Set task: Report every line of the items below that contains the word "pool", copying each such line in full.

Given records:
════════════════════

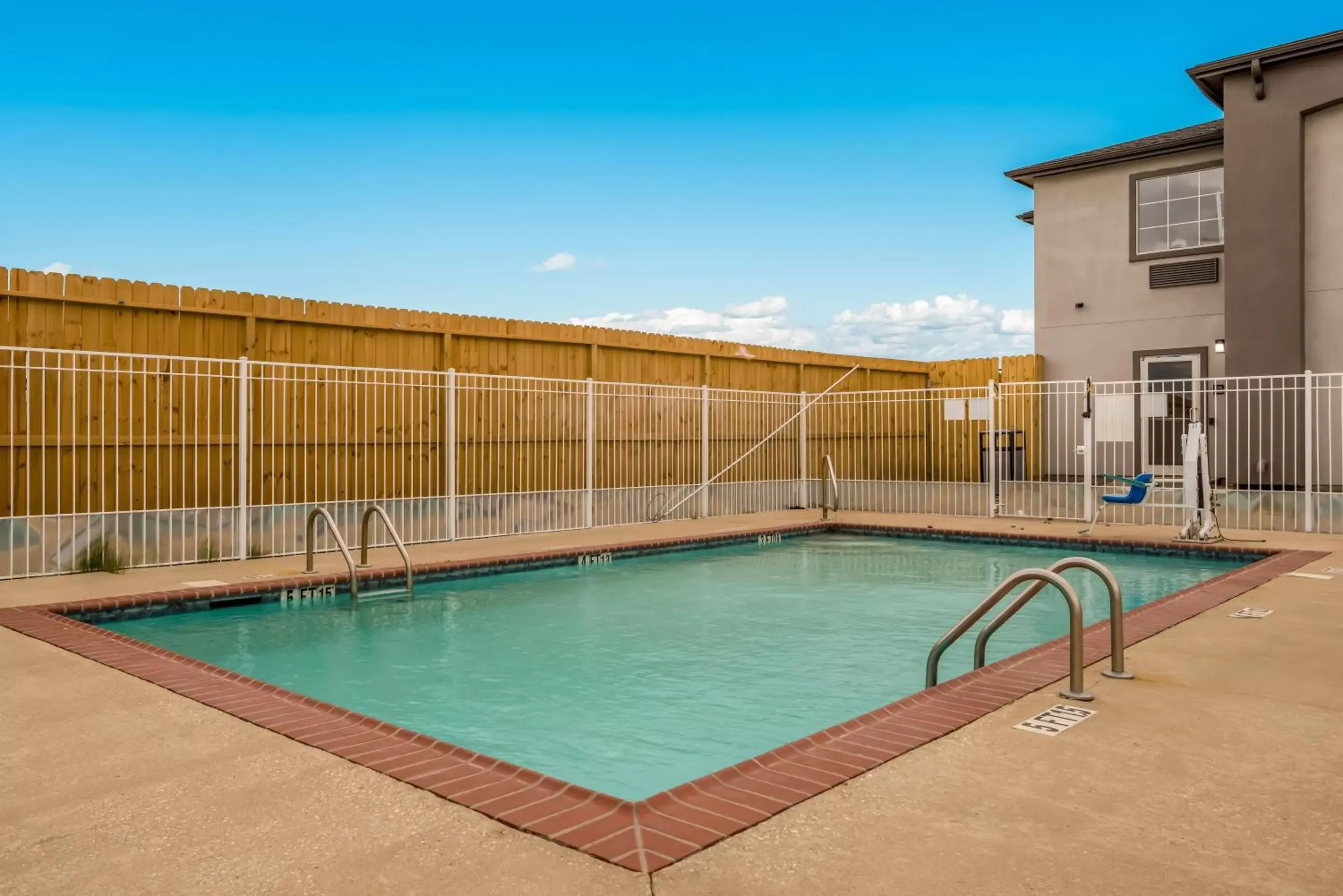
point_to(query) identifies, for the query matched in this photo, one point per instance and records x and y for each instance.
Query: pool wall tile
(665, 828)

════════════════════

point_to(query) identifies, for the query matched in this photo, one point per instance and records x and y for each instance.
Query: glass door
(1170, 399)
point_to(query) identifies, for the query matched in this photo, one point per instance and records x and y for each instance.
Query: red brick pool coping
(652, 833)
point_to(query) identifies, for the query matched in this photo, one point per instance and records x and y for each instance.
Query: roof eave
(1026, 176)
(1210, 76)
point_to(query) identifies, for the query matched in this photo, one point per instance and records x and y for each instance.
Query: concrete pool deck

════════════════════

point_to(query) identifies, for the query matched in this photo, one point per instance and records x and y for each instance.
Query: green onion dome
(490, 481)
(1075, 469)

════════════════════

Expected answer:
Query: pool wall tile
Query: red brick pool coping
Query: concrete pool deck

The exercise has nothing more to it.